Hubungan Antara Mazhab Klasik Dengan Mazhab Neo-Klasik Serta Posisi Keynes Diantara Keduanya (Sejarah Pemikiran Ekonomi)
1. Hubungan Mazhab Klasik dengan Mazhab Neo-Klasik
Titik
tolak yang diberikan oleh mazhab klasik adalah kebutuhan manusia akan dapat
terpenuhi dengan cara yang baik sekiranya sumber-sumber daya produksi digunakan
secara efisien. Disamping itu juga jika hasil produksi yang berupa barang dan
jasa dijual di pasaran melalui persaingan yang benar-benar bebas. (Bachrawi
Sanusi, 2004: 40)
Pada kenyataannya, revolusi
industri pada akhir abad ke-18 seolah menjadi mimpi buruk bagi penganut mazhab
klasik, dalam penilaian para pemikir ekonomi selanjutnya pemikiran mereka banyak
terdapat kelemahan-kelemahan dan
merugikan masyarakat serta kaum buruh.

§ Tindakan yang Diperlukan
[A] Tentukan apakah setiap pernyataan berikut sesuai dengan teks tentang hubungan mazhab klasik dan neo-klasik, lalu jawab ya atau tidak disertai kutipan persis dari teks yang menjadi penentunya: (i) Menurut mazhab klasik, kebutuhan manusia dapat terpenuhi dengan baik bila sumber daya produksi digunakan secara efisien. (ii) Revolusi industri terjadi pada awal abad ke-19. (iii) Para pemikir ekonomi selanjutnya menilai pemikiran mazhab klasik merugikan kaum buruh.
[B] Lanjutkan teks tentang hubungan mazhab klasik dengan mazhab neo-klasik mulai dari sesudah kalimat terakhir yang ditampilkan.

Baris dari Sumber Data
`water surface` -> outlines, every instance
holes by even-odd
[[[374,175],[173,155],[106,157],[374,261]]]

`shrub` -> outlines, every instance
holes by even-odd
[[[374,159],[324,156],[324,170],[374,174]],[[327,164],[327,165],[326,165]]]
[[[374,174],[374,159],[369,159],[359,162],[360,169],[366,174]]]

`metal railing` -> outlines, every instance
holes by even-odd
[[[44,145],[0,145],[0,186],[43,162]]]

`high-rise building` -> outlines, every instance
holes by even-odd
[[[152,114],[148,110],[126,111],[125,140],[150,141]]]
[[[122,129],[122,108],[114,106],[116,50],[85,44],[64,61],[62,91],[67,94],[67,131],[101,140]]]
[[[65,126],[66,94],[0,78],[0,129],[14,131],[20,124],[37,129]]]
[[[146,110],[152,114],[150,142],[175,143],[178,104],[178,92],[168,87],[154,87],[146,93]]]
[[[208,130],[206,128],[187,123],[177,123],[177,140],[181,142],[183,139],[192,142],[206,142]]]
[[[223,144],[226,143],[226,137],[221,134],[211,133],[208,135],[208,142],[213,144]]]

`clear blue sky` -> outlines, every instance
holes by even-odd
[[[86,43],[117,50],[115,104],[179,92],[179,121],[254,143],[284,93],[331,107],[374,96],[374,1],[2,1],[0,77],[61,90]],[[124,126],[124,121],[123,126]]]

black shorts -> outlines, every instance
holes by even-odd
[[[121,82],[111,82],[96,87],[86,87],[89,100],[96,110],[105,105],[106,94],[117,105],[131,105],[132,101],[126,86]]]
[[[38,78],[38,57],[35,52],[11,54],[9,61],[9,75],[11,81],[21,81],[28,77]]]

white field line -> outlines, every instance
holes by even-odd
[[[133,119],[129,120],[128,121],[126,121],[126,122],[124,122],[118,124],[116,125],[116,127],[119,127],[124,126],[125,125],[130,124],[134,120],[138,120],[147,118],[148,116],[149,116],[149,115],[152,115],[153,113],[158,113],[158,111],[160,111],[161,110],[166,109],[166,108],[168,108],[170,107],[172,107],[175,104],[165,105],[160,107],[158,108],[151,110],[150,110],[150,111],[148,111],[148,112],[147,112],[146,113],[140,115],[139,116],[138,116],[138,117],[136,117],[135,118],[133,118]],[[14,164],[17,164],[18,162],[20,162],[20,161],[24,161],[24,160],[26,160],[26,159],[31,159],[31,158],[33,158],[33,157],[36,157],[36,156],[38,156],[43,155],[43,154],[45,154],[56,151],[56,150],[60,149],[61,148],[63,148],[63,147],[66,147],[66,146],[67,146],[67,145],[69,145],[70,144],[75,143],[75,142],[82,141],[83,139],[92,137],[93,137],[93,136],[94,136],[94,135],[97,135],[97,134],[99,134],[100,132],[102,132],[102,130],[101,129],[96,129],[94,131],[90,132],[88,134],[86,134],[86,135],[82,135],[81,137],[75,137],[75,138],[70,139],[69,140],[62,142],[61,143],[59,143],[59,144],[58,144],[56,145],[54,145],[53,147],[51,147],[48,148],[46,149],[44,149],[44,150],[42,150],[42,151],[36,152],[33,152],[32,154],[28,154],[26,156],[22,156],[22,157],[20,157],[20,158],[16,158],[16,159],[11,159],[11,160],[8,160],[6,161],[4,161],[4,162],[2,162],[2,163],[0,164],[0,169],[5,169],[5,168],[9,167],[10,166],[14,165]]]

§ Jawaban Tugas
[A]
(i) Ya: "kebutuhan manusia akan dapat terpenuhi dengan cara yang baik sekiranya sumber-sumber daya produksi digunakan secara efisien"
(ii) Tidak: "revolusi industri pada akhir abad ke-18"
(iii) Ya: "banyak terdapat kelemahan-kelemahan dan merugikan masyarakat serta kaum buruh"

[B]
Revolusi Industri memang membawa kemajuan dan banyak kekayaan, tetapi banyak
dari rakyat terutama kaum buruh yang hidupnya tetap miskin karena gaji buruh
bukan hanya sangat rendah tetapi juga selalu ditekan. begitulah kira-kira inti dari kritikan para
penganut sosialis (Marxis) terhadap mazhab klasik.
karena adanya berbagai kritikan terhadap mazhab klasik, pada akhir abad ke-19 lahirlah mazhab baru yang sekarang dikenal dengan nama neo-klasik. Mazhab ini lahir sebagai sebuah pembelaan terhadap mazhab klasik yang telah mendapat banyak kritikan dari penganut mazhab sosialis.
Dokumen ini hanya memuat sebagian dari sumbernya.